### THE TASKS
a – According to the museum review, what is the admission fee for one adult?
b – List every form of media that, according to the museum review, the museum's rooms examine for the expression or representation of sex.
c – Using the museum review, decide whether each statement agrees with it, and quote the words that decide it: (i) Shopping at the store requires paying museum admission. (ii) Goldstar offered a discount of roughly 40%. (iii) The Walt Disney Company prosecuted the artists who drew its characters in sexual acts.

### EXCERPTED TEXT
>> Begin
The Museum of Sex stands prominently on 5th Avenue and dares passersby to take a peak. There are display windows that tease and taunt with a bit of wit. But really, I thought that the $17.50/adult admissions fee was probably exorbitant (to pay the rents") and I wouldn't bother. However, when Goldstar (a great site to get amazing discounts on an updated basis for things to do in NYC, among other places) came up with a discount of about 40%, I reconsidered.
The store does not require museum admission to shop. By the time I left the place around 3, it was packed with shoppers (I imagine it would be a good source for stag or bachelorette parties). They have T shirts (see right), novelty gifts as well as the more lascivious toys you might expect from a place called the Museum of Sex.
The museum starts with a couple of rooms dedicated to the expression or innuendo of sex in films and television, ending in some unnecessarily graphic porn. The next rooms continue to explore the representation of sex in photography and comics (including Tijuana Bibles (which are neither from TJ nor Bibles) and spoofed Disney characters in sexual acts (for which the artists and publishers were never prosecuted by The Walt Disney Company).
>> End
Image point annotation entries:
>> Begin
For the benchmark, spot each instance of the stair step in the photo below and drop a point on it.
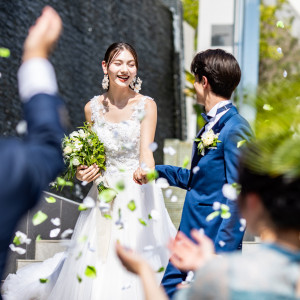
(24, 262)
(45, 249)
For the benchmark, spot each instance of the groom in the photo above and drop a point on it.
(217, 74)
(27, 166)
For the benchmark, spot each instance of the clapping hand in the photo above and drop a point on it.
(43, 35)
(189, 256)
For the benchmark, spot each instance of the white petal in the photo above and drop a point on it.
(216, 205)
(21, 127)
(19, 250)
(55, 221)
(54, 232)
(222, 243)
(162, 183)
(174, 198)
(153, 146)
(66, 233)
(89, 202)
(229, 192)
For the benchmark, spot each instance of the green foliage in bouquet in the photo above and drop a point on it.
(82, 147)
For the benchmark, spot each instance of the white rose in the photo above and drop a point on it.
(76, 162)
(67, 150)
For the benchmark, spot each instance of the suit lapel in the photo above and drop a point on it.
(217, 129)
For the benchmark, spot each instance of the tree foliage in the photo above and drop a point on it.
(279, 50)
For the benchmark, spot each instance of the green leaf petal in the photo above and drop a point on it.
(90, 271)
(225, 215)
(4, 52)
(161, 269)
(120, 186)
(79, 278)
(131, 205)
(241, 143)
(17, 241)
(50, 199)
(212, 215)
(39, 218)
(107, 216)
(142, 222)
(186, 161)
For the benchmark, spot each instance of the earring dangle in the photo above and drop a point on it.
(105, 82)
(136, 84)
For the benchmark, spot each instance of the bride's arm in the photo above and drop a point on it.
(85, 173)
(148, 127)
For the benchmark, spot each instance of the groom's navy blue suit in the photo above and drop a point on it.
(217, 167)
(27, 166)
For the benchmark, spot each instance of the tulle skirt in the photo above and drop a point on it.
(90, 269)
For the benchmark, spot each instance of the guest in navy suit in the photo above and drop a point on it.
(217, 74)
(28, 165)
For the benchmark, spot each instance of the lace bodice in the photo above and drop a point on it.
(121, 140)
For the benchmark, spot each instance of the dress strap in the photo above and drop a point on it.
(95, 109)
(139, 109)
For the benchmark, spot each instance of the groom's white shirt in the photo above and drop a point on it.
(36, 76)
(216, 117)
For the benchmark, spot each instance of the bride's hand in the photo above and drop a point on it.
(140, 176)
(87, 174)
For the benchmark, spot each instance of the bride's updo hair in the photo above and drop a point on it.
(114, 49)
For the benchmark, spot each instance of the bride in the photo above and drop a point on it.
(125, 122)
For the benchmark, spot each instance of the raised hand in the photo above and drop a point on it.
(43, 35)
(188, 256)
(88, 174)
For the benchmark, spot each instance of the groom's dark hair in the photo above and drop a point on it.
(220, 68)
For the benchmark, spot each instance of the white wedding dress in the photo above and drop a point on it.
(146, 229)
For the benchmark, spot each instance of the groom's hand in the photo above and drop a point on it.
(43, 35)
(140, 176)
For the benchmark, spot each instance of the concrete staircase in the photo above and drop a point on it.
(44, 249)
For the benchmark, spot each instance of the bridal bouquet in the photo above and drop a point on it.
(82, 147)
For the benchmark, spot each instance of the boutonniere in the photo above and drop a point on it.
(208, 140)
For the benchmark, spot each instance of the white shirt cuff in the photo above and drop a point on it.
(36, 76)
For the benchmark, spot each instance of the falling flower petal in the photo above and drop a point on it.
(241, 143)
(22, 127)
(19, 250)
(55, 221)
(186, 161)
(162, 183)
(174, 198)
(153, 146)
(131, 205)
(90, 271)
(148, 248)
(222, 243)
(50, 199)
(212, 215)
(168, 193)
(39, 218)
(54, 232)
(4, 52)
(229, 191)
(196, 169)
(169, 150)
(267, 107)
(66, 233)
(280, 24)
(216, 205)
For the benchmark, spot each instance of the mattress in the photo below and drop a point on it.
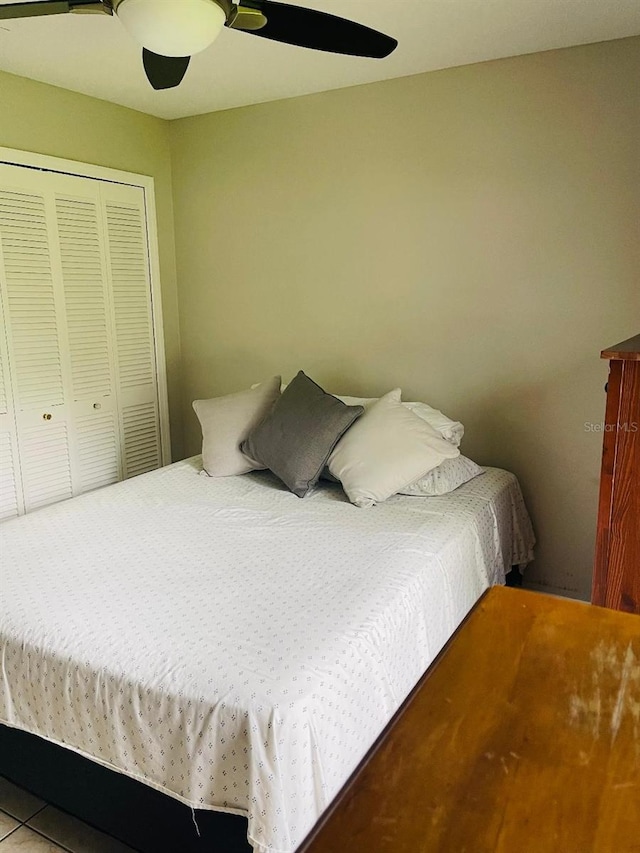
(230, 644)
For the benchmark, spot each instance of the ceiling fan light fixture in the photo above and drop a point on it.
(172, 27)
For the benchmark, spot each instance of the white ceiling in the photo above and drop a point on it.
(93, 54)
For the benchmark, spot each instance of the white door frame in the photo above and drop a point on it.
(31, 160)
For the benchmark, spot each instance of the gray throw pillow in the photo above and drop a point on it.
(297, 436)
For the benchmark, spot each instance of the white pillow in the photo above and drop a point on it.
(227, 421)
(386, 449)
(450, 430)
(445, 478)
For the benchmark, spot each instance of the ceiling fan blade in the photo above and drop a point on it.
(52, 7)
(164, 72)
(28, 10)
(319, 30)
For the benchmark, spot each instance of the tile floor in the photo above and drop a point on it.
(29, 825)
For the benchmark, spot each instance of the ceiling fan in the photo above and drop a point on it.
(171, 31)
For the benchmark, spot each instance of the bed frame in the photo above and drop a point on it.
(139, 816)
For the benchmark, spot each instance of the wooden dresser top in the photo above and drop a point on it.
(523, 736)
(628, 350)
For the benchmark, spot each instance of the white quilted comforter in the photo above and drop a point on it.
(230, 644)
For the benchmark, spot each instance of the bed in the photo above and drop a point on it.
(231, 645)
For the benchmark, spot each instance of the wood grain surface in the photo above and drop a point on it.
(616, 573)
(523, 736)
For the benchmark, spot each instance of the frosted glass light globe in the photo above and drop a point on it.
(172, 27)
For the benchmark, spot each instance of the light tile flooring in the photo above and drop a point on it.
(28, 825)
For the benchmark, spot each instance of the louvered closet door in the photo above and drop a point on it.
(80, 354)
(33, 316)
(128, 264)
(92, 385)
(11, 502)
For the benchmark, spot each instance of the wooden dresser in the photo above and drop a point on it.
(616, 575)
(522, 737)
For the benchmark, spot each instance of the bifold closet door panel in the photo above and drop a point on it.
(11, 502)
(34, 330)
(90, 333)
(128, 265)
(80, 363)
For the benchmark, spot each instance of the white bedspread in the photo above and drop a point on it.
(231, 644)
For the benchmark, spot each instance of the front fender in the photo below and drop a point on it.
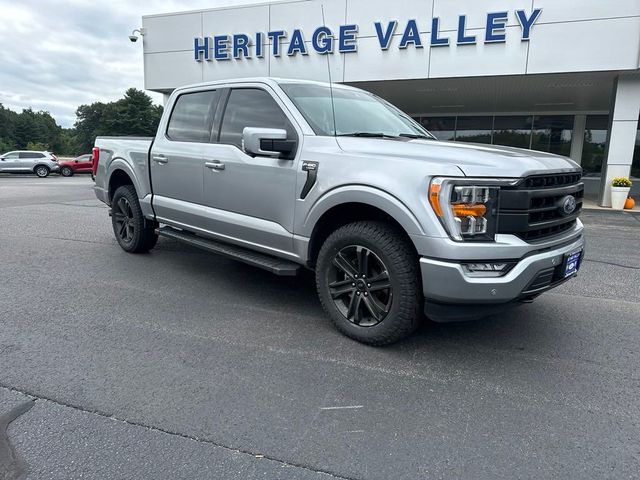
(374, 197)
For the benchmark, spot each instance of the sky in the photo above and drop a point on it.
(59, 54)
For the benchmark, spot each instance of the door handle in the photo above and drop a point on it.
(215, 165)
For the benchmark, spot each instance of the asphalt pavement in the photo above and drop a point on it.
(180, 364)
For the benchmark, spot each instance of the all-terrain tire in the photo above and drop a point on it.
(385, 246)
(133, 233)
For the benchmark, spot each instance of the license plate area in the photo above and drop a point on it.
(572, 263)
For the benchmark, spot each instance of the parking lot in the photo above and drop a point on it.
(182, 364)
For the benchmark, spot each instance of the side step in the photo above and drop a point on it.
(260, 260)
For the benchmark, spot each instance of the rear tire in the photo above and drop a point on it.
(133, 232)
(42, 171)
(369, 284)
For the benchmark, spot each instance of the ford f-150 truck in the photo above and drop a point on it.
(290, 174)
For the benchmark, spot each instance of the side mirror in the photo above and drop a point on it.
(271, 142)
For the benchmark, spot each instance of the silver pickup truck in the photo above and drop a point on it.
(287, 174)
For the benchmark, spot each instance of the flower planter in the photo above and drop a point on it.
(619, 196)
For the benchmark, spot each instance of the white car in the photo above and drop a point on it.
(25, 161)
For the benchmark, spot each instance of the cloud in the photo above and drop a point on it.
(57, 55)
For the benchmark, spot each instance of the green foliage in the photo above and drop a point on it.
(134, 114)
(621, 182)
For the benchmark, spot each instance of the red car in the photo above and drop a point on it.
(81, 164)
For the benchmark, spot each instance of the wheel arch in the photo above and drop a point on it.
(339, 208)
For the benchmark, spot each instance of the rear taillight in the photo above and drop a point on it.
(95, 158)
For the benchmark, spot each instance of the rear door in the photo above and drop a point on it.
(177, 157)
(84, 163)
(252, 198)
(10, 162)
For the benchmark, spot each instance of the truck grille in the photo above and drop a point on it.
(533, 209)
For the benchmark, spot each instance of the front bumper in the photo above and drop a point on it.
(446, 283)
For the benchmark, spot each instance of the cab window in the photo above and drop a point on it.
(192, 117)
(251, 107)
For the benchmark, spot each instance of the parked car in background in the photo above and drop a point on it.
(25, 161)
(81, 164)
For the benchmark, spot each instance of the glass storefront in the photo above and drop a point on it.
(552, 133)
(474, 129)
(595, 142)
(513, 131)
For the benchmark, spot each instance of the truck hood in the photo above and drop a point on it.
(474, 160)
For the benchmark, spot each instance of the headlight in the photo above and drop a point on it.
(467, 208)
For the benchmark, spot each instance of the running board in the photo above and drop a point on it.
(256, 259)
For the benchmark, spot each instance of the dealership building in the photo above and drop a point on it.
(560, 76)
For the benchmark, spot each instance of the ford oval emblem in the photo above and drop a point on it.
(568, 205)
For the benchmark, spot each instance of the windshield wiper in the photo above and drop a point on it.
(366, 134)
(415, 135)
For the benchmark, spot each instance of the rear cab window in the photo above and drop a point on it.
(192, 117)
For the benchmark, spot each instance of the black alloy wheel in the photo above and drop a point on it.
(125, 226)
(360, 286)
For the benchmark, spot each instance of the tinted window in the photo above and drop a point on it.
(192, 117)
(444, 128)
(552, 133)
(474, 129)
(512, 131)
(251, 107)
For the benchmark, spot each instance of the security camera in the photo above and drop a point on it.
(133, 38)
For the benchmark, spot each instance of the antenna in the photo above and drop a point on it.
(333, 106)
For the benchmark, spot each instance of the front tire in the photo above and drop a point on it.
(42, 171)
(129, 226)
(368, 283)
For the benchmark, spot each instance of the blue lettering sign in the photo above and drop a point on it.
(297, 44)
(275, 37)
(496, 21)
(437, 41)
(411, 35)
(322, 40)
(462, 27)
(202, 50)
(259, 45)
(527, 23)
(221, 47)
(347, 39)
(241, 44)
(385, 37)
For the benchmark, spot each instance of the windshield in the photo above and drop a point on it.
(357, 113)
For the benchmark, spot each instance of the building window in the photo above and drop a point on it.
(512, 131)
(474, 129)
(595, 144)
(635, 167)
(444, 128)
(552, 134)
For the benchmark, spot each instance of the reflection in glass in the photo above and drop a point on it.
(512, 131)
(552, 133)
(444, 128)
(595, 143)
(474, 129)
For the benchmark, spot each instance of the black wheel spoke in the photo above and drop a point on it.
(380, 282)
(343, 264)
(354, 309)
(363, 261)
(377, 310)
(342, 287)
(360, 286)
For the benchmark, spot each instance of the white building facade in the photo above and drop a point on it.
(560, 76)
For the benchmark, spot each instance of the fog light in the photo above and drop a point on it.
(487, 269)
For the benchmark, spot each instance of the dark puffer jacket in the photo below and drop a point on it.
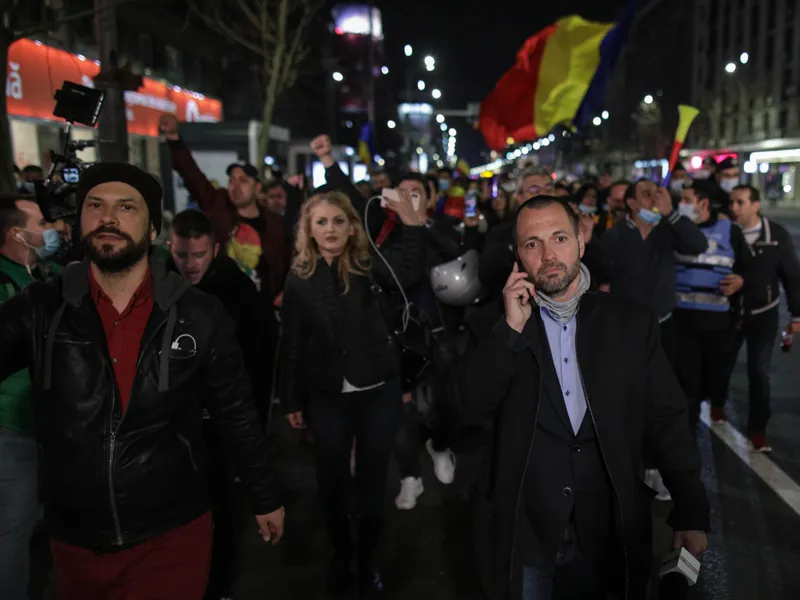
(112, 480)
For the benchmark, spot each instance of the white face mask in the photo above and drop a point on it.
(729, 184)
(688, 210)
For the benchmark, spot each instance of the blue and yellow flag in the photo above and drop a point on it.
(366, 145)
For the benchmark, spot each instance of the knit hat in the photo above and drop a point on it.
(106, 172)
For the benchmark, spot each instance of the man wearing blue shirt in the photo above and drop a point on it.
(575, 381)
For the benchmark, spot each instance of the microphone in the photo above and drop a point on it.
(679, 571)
>> End
### RESULTS OF THE EXERCISE
a – $17.50

b – Films, television, photography, comics

c –
(i) No: "The store does not require museum admission to shop."
(ii) Yes: "came up with a discount of about 40%"
(iii) No: "for which the artists and publishers were never prosecuted by The Walt Disney Company"